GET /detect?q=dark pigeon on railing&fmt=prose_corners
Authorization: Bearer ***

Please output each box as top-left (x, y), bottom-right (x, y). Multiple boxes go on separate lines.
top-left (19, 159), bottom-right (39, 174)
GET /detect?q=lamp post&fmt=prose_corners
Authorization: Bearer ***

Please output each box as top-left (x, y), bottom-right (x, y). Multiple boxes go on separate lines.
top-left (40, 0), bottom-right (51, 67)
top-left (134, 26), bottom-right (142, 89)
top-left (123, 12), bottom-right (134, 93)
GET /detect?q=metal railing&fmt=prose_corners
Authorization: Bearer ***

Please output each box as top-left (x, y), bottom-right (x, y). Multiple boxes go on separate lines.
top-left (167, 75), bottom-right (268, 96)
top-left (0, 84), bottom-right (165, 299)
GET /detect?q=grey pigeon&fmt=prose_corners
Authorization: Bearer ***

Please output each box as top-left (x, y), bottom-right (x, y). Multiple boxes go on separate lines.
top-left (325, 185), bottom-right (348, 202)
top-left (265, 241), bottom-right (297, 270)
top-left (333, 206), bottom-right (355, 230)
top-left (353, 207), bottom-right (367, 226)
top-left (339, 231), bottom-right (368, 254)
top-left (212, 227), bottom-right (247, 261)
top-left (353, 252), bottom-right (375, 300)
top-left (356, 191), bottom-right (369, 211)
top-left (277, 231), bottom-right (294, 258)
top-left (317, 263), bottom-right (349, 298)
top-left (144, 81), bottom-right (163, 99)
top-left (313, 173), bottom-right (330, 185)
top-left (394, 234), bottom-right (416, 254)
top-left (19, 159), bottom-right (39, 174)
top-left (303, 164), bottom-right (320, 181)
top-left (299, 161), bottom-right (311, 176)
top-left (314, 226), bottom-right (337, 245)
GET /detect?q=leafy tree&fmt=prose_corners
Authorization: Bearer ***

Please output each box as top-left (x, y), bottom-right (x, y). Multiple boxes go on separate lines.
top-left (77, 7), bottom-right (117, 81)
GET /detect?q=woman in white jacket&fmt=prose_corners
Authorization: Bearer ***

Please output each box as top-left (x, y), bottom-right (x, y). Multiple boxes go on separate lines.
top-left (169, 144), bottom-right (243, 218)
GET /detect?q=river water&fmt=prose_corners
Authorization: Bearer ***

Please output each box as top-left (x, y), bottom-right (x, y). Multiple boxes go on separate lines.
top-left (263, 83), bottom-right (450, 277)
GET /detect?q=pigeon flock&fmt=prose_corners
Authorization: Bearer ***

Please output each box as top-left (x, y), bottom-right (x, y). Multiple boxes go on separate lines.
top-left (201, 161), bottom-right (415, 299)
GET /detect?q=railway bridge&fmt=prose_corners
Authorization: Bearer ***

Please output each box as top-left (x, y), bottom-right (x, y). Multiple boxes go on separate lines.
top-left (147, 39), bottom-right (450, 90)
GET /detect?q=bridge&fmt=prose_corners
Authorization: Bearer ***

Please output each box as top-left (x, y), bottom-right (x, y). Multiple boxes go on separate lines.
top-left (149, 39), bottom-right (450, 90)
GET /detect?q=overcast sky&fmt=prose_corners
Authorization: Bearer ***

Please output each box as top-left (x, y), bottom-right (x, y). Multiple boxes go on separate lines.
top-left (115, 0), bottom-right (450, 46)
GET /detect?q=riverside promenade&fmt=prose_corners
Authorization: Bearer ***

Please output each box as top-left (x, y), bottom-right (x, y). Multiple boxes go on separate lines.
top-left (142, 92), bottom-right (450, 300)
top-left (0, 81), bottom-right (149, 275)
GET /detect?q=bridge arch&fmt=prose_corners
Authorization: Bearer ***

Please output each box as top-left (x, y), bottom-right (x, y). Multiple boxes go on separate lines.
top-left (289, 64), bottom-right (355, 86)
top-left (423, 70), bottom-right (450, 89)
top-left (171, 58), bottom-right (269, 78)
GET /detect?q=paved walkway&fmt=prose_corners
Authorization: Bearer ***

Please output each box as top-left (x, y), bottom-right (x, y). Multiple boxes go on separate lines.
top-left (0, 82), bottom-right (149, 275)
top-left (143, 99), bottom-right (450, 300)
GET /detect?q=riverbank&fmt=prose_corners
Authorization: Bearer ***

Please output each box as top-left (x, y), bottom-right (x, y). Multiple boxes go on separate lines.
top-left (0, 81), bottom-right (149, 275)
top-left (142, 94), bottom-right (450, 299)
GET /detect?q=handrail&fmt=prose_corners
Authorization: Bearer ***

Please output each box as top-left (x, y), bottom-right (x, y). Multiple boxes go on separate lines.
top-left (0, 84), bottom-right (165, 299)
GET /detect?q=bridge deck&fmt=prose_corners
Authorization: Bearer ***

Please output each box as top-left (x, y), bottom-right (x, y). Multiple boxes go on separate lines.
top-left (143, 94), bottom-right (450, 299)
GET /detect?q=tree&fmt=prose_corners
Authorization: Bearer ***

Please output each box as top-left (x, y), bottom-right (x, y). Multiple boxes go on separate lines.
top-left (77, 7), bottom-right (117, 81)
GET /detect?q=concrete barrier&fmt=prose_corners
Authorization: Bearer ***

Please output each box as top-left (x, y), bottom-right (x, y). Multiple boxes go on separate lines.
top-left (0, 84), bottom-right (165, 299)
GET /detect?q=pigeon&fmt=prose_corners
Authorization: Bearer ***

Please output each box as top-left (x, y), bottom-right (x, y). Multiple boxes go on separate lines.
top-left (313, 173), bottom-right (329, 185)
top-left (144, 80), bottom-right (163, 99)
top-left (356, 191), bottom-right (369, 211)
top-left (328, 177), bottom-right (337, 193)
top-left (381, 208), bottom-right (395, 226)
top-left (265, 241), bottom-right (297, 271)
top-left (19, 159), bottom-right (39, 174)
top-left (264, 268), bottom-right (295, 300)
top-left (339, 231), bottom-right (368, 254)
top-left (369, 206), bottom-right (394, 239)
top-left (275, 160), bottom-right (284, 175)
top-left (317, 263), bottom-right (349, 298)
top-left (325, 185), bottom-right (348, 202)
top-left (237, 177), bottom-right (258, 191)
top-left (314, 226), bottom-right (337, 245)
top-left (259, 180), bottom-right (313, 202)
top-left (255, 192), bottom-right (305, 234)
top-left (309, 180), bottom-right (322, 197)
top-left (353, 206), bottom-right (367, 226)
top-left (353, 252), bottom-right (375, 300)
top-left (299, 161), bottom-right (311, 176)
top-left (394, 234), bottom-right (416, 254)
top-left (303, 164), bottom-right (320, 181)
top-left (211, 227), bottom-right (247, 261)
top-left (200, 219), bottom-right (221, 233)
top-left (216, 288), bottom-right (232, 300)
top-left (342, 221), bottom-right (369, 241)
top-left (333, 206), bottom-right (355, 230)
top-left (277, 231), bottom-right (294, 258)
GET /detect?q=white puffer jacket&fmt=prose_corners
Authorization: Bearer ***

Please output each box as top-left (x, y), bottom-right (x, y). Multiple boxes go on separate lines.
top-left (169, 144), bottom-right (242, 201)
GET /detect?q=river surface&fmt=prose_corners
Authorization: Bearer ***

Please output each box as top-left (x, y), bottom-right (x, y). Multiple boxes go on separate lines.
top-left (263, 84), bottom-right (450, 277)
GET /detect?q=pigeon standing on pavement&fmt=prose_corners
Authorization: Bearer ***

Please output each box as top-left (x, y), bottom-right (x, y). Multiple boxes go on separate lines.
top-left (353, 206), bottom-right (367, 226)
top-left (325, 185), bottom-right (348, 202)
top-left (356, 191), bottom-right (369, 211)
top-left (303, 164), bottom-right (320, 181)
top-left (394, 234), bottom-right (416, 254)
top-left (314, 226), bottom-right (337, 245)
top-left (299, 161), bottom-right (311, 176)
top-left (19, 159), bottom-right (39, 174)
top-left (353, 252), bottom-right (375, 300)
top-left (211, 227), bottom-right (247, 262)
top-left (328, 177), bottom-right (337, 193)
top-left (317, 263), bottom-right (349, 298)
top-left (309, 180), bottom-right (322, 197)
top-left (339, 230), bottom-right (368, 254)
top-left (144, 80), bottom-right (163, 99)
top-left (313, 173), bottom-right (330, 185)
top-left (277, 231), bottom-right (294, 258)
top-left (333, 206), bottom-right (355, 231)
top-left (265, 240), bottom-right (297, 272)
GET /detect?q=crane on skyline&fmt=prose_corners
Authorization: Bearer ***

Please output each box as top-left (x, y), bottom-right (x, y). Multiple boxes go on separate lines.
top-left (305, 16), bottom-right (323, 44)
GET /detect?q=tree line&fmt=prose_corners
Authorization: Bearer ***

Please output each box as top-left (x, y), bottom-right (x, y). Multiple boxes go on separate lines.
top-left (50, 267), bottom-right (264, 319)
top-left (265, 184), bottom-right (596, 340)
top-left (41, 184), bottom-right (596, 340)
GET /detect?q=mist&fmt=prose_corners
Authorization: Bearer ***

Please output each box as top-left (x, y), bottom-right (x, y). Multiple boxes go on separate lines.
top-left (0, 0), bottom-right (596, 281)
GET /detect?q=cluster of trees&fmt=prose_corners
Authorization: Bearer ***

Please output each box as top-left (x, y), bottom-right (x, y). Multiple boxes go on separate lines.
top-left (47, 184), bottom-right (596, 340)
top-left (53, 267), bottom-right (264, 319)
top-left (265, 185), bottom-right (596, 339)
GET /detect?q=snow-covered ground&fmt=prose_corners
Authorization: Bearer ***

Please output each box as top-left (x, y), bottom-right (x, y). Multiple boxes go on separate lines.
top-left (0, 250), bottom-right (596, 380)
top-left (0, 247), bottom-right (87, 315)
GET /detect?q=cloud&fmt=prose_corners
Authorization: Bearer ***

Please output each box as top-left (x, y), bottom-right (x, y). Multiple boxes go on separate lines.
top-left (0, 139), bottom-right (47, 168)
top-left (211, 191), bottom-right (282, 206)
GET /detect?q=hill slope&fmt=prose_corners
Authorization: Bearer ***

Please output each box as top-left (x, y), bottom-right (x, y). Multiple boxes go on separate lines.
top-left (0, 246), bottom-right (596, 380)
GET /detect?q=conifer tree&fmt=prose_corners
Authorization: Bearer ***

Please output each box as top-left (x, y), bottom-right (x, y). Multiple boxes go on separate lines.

---------------

Scale the rows starting at the line containing "GET /detect?q=riverbank&fmt=prose_corners" and ending at the line containing "top-left (143, 94), bottom-right (450, 299)", and reproduce every line in that span, requests included. Multiply each box coordinate in the answers by 0.85 and round to whole numbers with halves going up, but leave the numbers in the requests and their format samples unchanged.

▶ **Reply to the exercise**
GET /detect?q=riverbank&fmt=prose_corners
Authorization: Bearer ***

Please output each box as top-left (x, y), bottom-right (x, y). Multiple boxes go on separate lines.
top-left (0, 69), bottom-right (127, 234)
top-left (121, 80), bottom-right (383, 254)
GET /detect?q=handrail&fmt=prose_corners
Authorization: Bearer ***

Please output each box as top-left (x, y), bottom-right (x, y). Multiple boxes go on separate lines.
top-left (0, 71), bottom-right (140, 254)
GET /detect?q=bridge deck&fmt=prose_corners
Authorization: Bearer ***

Please output each box as top-left (x, y), bottom-right (x, y). Multiple boxes go on separate lines.
top-left (122, 80), bottom-right (383, 254)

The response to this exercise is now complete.